# What needs to be done
List every line below that contains the word "lantern", matching case exactly.

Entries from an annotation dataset
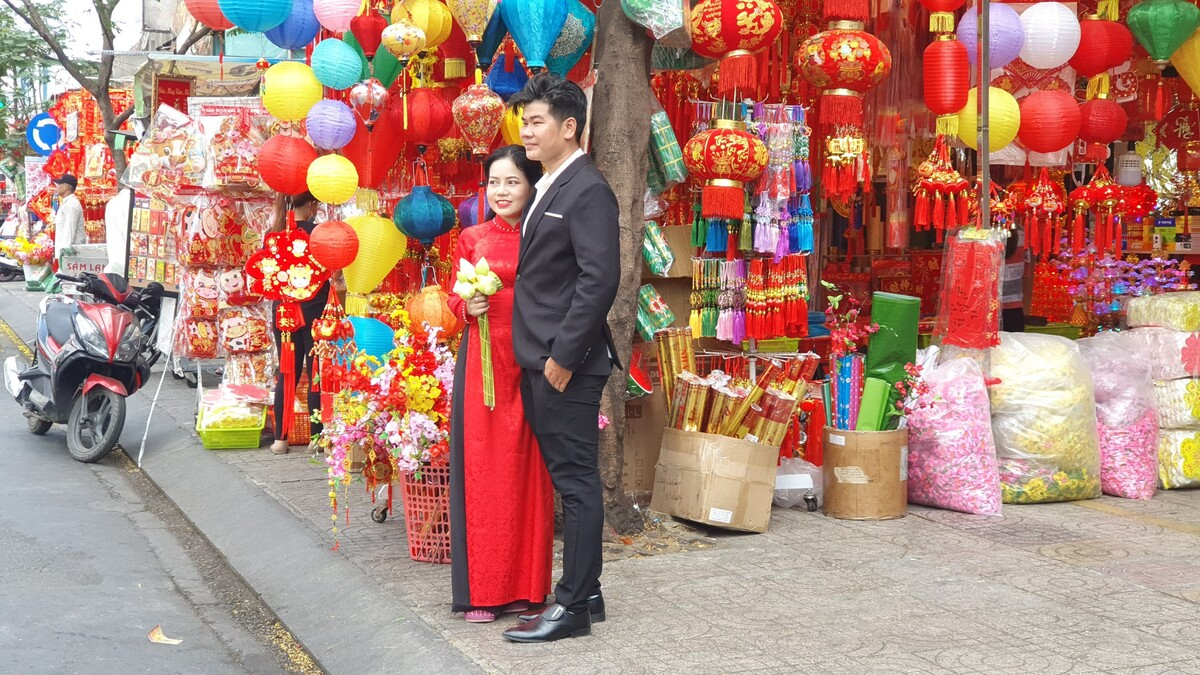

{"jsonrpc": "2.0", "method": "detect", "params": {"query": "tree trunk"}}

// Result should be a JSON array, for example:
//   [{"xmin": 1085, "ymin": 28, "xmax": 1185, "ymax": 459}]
[{"xmin": 592, "ymin": 1, "xmax": 654, "ymax": 532}]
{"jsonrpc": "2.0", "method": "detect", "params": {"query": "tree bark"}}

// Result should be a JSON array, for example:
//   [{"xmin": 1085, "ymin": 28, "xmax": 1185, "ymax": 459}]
[{"xmin": 592, "ymin": 0, "xmax": 654, "ymax": 533}]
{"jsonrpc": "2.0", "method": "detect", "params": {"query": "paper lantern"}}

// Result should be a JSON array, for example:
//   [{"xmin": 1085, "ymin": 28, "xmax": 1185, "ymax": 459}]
[
  {"xmin": 691, "ymin": 0, "xmax": 784, "ymax": 98},
  {"xmin": 406, "ymin": 283, "xmax": 463, "ymax": 340},
  {"xmin": 263, "ymin": 61, "xmax": 323, "ymax": 121},
  {"xmin": 348, "ymin": 316, "xmax": 396, "ymax": 363},
  {"xmin": 796, "ymin": 29, "xmax": 892, "ymax": 137},
  {"xmin": 499, "ymin": 0, "xmax": 566, "ymax": 72},
  {"xmin": 312, "ymin": 40, "xmax": 362, "ymax": 90},
  {"xmin": 683, "ymin": 120, "xmax": 767, "ymax": 220},
  {"xmin": 484, "ymin": 53, "xmax": 529, "ymax": 100},
  {"xmin": 450, "ymin": 84, "xmax": 506, "ymax": 155},
  {"xmin": 217, "ymin": 0, "xmax": 292, "ymax": 32},
  {"xmin": 266, "ymin": 0, "xmax": 320, "ymax": 49},
  {"xmin": 446, "ymin": 0, "xmax": 496, "ymax": 44},
  {"xmin": 407, "ymin": 86, "xmax": 454, "ymax": 148},
  {"xmin": 922, "ymin": 35, "xmax": 971, "ymax": 115},
  {"xmin": 392, "ymin": 185, "xmax": 457, "ymax": 246},
  {"xmin": 349, "ymin": 78, "xmax": 388, "ymax": 129},
  {"xmin": 305, "ymin": 101, "xmax": 358, "ymax": 150},
  {"xmin": 312, "ymin": 0, "xmax": 362, "ymax": 32},
  {"xmin": 1126, "ymin": 0, "xmax": 1200, "ymax": 70},
  {"xmin": 959, "ymin": 86, "xmax": 1021, "ymax": 153},
  {"xmin": 308, "ymin": 220, "xmax": 359, "ymax": 266},
  {"xmin": 258, "ymin": 136, "xmax": 317, "ymax": 195},
  {"xmin": 383, "ymin": 20, "xmax": 425, "ymax": 64},
  {"xmin": 920, "ymin": 0, "xmax": 965, "ymax": 32},
  {"xmin": 184, "ymin": 0, "xmax": 233, "ymax": 30},
  {"xmin": 500, "ymin": 108, "xmax": 524, "ymax": 147},
  {"xmin": 350, "ymin": 8, "xmax": 388, "ymax": 61},
  {"xmin": 342, "ymin": 215, "xmax": 408, "ymax": 305},
  {"xmin": 1021, "ymin": 2, "xmax": 1080, "ymax": 70},
  {"xmin": 391, "ymin": 0, "xmax": 454, "ymax": 50},
  {"xmin": 546, "ymin": 0, "xmax": 596, "ymax": 77},
  {"xmin": 308, "ymin": 155, "xmax": 359, "ymax": 204},
  {"xmin": 958, "ymin": 2, "xmax": 1025, "ymax": 68},
  {"xmin": 1067, "ymin": 17, "xmax": 1133, "ymax": 77},
  {"xmin": 1016, "ymin": 90, "xmax": 1080, "ymax": 153},
  {"xmin": 475, "ymin": 7, "xmax": 509, "ymax": 70}
]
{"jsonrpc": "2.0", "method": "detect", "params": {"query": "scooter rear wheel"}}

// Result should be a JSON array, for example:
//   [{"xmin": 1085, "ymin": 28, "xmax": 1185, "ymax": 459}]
[{"xmin": 67, "ymin": 387, "xmax": 125, "ymax": 464}]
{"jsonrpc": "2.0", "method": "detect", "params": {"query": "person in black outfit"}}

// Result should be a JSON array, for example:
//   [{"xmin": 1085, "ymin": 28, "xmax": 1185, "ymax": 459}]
[{"xmin": 271, "ymin": 192, "xmax": 329, "ymax": 455}]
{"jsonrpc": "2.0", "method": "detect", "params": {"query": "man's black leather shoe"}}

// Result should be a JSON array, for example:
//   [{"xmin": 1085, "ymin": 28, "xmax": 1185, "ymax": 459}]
[
  {"xmin": 504, "ymin": 604, "xmax": 592, "ymax": 643},
  {"xmin": 517, "ymin": 593, "xmax": 605, "ymax": 623}
]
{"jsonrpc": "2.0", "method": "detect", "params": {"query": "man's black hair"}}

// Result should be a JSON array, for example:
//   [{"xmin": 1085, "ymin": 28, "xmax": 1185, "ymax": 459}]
[{"xmin": 509, "ymin": 71, "xmax": 588, "ymax": 143}]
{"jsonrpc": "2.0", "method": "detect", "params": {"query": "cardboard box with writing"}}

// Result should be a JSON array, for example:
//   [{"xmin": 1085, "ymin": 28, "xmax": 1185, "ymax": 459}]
[{"xmin": 650, "ymin": 429, "xmax": 779, "ymax": 532}]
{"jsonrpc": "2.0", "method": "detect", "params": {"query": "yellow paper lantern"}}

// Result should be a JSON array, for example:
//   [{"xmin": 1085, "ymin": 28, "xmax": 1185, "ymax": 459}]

# Solved problem
{"jsonrpc": "2.0", "method": "detect", "params": {"query": "paper lantern"}}
{"jsonrpc": "2.0", "method": "detect", "params": {"query": "yellow paper lantern"}}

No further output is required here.